Problem details — Locate the line that contains "of the tinted". Print it and every subsequent line through the final line of the records, exactly and only those.

Given records —
## Start
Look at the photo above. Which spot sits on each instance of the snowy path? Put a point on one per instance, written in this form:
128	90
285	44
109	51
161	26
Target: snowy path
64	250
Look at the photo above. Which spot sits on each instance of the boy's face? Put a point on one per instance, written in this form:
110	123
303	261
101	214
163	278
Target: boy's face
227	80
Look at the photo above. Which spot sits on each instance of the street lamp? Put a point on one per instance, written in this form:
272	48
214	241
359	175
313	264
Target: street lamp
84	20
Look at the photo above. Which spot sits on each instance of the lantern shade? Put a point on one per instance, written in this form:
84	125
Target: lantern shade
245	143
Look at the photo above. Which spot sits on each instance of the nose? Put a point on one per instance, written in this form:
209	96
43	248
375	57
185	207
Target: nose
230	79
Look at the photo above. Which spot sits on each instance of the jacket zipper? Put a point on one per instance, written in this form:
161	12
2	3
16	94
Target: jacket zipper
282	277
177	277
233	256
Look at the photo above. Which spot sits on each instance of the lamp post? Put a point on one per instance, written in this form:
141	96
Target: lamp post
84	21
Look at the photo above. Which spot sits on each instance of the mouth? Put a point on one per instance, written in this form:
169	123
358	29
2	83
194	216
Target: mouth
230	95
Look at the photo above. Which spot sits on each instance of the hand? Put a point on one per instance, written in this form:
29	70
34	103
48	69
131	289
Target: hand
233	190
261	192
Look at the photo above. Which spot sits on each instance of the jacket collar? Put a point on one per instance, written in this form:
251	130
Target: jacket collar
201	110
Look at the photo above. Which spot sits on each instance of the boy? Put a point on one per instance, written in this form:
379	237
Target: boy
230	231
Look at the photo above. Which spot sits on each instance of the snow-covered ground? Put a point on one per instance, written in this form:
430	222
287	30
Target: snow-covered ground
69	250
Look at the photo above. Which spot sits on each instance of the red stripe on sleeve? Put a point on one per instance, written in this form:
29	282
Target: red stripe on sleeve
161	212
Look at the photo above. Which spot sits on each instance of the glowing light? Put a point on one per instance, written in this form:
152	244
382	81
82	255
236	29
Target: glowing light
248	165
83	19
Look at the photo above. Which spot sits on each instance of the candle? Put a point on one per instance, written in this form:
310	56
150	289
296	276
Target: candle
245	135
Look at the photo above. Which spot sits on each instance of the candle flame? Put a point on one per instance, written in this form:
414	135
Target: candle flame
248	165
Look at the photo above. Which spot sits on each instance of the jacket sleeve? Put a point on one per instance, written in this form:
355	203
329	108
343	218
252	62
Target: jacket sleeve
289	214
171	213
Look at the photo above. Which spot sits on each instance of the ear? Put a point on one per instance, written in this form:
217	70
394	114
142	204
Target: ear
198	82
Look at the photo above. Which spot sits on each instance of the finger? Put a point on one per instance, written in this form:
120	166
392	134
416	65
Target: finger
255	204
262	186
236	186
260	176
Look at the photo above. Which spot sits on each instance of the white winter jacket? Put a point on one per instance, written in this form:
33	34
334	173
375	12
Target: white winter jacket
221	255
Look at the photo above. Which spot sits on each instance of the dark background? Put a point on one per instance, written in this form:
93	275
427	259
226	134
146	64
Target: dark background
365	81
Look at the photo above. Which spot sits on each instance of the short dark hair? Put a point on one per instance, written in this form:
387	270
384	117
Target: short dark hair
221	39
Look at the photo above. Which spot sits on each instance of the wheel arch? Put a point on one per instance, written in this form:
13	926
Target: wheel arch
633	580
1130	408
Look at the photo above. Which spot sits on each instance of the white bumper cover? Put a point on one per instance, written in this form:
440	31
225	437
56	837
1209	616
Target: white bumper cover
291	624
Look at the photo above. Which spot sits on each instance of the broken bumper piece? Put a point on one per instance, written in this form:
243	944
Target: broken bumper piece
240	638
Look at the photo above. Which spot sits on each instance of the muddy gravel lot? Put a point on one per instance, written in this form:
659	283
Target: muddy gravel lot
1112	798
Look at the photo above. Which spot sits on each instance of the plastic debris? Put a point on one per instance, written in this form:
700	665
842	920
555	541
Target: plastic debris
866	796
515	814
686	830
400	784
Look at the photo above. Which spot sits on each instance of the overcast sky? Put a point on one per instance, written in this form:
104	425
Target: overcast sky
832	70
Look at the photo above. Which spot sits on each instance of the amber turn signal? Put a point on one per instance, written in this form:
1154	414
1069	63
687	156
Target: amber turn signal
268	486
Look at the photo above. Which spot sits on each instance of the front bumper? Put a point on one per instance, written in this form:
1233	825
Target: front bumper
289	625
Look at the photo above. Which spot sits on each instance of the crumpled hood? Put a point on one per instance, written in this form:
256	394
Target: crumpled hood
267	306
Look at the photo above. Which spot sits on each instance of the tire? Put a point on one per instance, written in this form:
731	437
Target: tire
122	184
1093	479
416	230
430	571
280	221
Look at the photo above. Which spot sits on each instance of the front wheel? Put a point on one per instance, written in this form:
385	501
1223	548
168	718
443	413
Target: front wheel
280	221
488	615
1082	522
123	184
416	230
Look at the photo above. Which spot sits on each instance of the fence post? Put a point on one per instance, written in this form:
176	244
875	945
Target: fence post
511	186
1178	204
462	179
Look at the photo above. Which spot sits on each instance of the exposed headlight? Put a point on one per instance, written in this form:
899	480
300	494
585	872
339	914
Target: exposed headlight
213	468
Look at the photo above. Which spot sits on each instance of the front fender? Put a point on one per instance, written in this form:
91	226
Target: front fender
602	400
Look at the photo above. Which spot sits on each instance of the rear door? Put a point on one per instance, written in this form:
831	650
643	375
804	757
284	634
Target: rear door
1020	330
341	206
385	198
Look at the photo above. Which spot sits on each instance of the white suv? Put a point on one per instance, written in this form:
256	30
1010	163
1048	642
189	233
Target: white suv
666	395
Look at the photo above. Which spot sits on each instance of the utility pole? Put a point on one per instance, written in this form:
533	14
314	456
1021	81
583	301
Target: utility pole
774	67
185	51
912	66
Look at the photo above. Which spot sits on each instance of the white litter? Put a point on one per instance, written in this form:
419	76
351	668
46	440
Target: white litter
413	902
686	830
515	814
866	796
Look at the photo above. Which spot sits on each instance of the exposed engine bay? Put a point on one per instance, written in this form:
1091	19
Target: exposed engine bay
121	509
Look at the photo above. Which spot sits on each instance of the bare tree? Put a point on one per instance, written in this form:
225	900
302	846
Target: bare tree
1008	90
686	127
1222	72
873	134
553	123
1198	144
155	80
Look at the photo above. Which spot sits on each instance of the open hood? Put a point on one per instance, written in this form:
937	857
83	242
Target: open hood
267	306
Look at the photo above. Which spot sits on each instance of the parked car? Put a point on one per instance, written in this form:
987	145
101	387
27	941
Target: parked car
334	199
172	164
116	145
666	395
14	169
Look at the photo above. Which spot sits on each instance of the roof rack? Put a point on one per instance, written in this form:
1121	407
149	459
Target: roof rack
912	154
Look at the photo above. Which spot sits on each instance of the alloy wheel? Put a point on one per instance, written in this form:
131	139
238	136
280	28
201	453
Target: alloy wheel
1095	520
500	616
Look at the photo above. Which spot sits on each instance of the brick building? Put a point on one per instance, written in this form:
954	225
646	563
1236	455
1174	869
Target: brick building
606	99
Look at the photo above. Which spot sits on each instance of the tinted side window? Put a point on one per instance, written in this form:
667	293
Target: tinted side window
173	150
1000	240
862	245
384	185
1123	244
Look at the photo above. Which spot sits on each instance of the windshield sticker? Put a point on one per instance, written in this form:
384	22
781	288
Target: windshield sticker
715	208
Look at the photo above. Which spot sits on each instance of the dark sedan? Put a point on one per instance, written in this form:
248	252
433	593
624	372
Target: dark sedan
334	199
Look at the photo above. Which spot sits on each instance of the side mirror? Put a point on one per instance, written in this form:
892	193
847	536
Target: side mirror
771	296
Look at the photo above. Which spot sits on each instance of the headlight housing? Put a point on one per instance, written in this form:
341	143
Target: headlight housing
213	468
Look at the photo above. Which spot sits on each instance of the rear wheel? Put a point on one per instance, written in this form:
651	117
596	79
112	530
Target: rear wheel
## End
Reply —
Look at the photo above. Which spot sits on each instance of the tinted side window? Put a point on one per instance, written in this form:
667	293
Target: tinted side window
173	150
1000	240
862	245
384	185
1123	244
Look at the photo above. Which spot sits on each instance of the windshield sticker? Put a point on one per instance, written in this form:
384	22
781	288
Target: windshield sticker
715	208
Look at the photo above. Which spot sits on each instance of the dark sedan? Put a point on one per instance, written in this form:
248	252
433	593
624	372
Target: dark sedan
334	199
Look at the photo above. Which spot sits on each instance of the side mirror? Put a point on one per instance, written in this form:
892	193
847	536
Target: side mirror
771	296
Look at the photo above. Which spot sits on each instance of the headlight housing? Put a point on one per instance, written in this form:
341	143
Target: headlight housing
213	468
Look at the photo above. Which spot sits on each instance of the rear wheel? Put a point on one per instance, written in this form:
651	117
596	79
112	530
Target: rear wheel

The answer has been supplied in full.